● JOB: Copy out every one of the records below word for word, keeping each line and its coordinates unchanged.

● LISTED RECORDS:
+-------+
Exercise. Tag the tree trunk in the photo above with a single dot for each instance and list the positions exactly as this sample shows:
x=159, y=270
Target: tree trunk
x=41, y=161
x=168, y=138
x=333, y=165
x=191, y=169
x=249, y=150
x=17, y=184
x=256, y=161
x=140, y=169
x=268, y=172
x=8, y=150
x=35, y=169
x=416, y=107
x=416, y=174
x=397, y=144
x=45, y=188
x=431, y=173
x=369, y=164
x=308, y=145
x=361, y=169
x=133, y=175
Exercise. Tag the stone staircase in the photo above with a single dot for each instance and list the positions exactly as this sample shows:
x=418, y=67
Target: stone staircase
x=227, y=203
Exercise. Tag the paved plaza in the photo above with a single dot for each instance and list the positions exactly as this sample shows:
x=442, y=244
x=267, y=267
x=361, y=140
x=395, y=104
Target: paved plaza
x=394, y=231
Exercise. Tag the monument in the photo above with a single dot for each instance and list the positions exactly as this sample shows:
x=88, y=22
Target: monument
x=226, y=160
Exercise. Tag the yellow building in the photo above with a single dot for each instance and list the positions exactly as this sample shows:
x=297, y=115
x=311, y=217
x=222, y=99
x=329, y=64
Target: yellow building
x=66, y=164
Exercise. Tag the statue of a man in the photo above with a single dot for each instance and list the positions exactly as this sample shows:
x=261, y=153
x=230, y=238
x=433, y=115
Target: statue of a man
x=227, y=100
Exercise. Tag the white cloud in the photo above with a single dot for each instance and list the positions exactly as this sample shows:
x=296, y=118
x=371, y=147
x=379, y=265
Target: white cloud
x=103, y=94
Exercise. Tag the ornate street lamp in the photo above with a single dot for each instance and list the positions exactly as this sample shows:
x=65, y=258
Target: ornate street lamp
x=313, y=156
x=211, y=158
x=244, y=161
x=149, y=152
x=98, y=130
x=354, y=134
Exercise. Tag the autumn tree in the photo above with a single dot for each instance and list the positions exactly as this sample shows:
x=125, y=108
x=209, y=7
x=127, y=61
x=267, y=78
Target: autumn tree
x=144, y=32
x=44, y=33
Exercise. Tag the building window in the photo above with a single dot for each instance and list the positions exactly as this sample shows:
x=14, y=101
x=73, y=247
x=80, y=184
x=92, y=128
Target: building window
+-------+
● SOLUTION TO THE PROBLEM:
Exercise. Tag the tree trunk in the photo above with a single dot for each instance and list the positions exactly as this sample shows:
x=159, y=270
Target: tree trunk
x=41, y=161
x=168, y=138
x=333, y=165
x=191, y=169
x=249, y=150
x=17, y=184
x=256, y=161
x=140, y=169
x=268, y=172
x=8, y=150
x=35, y=169
x=416, y=107
x=416, y=174
x=397, y=144
x=45, y=188
x=431, y=173
x=369, y=164
x=308, y=145
x=361, y=169
x=133, y=175
Exercise. Tag the stone staircase in the photo above with a single dot for each instance and list the positions exactly as this sample shows:
x=418, y=67
Target: stone staircase
x=227, y=203
Exercise. Tag the paved plaza in the photo above with a single dot for each instance and list the positions exactly as this sample shows:
x=442, y=244
x=267, y=267
x=361, y=140
x=395, y=104
Target: paved plaza
x=394, y=231
Exercise. Tag the monument in the photo above with a single dot for each instance and list the positions exactly as this sample shows:
x=88, y=22
Target: monument
x=226, y=160
Exercise. Tag the yellow building in the photo above with a single dot for each instance and list the positions exactly as this sample shows:
x=297, y=115
x=311, y=217
x=222, y=99
x=329, y=64
Target: yellow building
x=66, y=164
Exercise. Tag the statue of a man in the photo above with a single dot for each instance and list the positions exactly as this sample shows:
x=261, y=153
x=230, y=238
x=433, y=115
Target: statue of a man
x=227, y=100
Exercise. Tag the white cloud in the photo above with a single dot for each instance and list the positions exactly as this sample shows:
x=296, y=118
x=371, y=147
x=379, y=265
Target: white cloud
x=103, y=94
Exercise. Tag the ornate street lamp in the photo above with a single dot for each instance and list the positions exactly as this sample shows:
x=65, y=258
Target: ornate street lamp
x=313, y=156
x=211, y=158
x=244, y=161
x=149, y=152
x=98, y=130
x=354, y=134
Exercise. Tag the autumn tree in the photo above with a single dot for each instance and list the positions exactly as this sample shows:
x=125, y=108
x=209, y=7
x=127, y=61
x=267, y=78
Target: autumn tree
x=144, y=32
x=44, y=33
Exercise. Tag the building window in the photo above with a single dot for each instance and list the positions exactly as this sample shows:
x=14, y=101
x=73, y=247
x=80, y=184
x=92, y=128
Target: building window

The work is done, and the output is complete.